== Given passage ==
════════════════════

When it comes to treating depression, it’s tough to know what will work for specific people who have the condition.
Antidepressants are commonly prescribed, but between 10 percent and 30 percent of people with major depression who take the medications fail to show improvement.
But now, a new treatment that involves the use of magnetic stimulation to "rewire" parts of the brain has been approved by the Food and Drug Administration (FDA).
It has proven effective in treating people with depression and could potentially be used in other applications, as well.
This treatment, called transcranial magnetic stimulation (TMS), targets specific parts of the brain in a noninvasive way.
“The way that we believe TMS works is as a brain network treatment,” Dr. Andrew Leuchter, a senior research scientist at the Semel Institute for Neuroscience and Human Behavior, and director of the neuromodulation division at the University of California Los Angeles (UCLA) Health, told Healthline.
“As opposed to medications, which kind of work from the bottom up, they work at the level of the nerve cell, and then spread from there,” Leuchter said. “TMS picks specific nodes of a brain network and introduces energy into those.”
The number of clinics offering TMS is growing as the treatment offers an alternative for people who haven’t responded to antidepressants.
A seed of an idea
Leuchter says that TMS has been around as a diagnostic and research tool since the mid-1980s.
“It was in the 90s that people began to realize there are many ways to stimulate the brain,” he said. “Of course, electroconvulsive therapy (ECT) had been around forever. But people thought if you can use electricity to stimulate the brain, how about using electromagnetic energy? Pulsing the brain with an electromagnet to try to achieve the same result, but with a much better side effect profile. People began to experiment with it, discover that, in fact, you can provide very focal brain stimulation that seemed to relieve the symptoms of depression without nearly the side effects of ECT. It was studied for a number of years, and approved by the FDA in 2009.”
A major advantage to TMS when compared with antidepressants is its relative lack of side effects.
“A lot of times, antidepressant medications are used for these different conditions, and they can be helpful,” said Leuchter. “The problem is, with medication you’re commonly dealing with side effects. You’re taking a medication and distributing it throughout the bloodstream, throughout the body. You end up, therefore, with effects on virtually every organ system and in many instances the side effects can be problematic — nausea, weight gain, headache, dizziness, those kinds of things.”
“The nice thing about TMS as a treatment is that you are really applying it directly to a specific part of the brain. It has very, very few side effects. Therefore, we are able to achieve a therapeutic effect for the patient with a much more favorable side effect profile, by targeting the treatment to the precise brain area that we need to hit in order to get the patient some benefit.”
Cost can be an issue
Eight years after its approval by the FDA for depression, TMS is available in every major metropolitan area in the United States.
Leuchter estimated there are currently between 800 and 1,000 TMS devices being used in practices across the country.
“[TMS devices] are still not as widespread as we would like them to be, in order for everybody to have access,” says Leuchter. “The good news in terms of access is that insurance companies are now pretty routinely covering TMS treatment for depression. So it’s something that is more and more widely successful, both because the devices are out there in the community, and because it’s a covered benefit under a lot of insurance plans, including Medicare.”
For those without health benefits, however, the cost can be significant.
While out-of-pocket costs vary by geographic region, a 6- to 9-week treatment of TMS typically costs somewhere in the range of $14,000.

════════════════════

== Dataset ==
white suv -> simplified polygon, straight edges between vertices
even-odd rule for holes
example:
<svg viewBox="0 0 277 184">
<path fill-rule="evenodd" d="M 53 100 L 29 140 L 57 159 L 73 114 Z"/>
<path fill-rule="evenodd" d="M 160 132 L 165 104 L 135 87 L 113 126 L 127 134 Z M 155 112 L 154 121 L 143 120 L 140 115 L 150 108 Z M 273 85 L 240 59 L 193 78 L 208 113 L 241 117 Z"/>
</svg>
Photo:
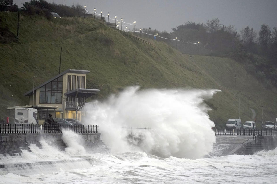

════════════════════

== Task details ==
Print the portion of the article on magnetic brain stimulation for depression from "Leuchter estimated there" up to and including "can be significant.", word for word.

== Result of the task ==
Leuchter estimated there are currently between 800 and 1,000 TMS devices being used in practices across the country.
“[TMS devices] are still not as widespread as we would like them to be, in order for everybody to have access,” says Leuchter. “The good news in terms of access is that insurance companies are now pretty routinely covering TMS treatment for depression. So it’s something that is more and more widely successful, both because the devices are out there in the community, and because it’s a covered benefit under a lot of insurance plans, including Medicare.”
For those without health benefits, however, the cost can be significant.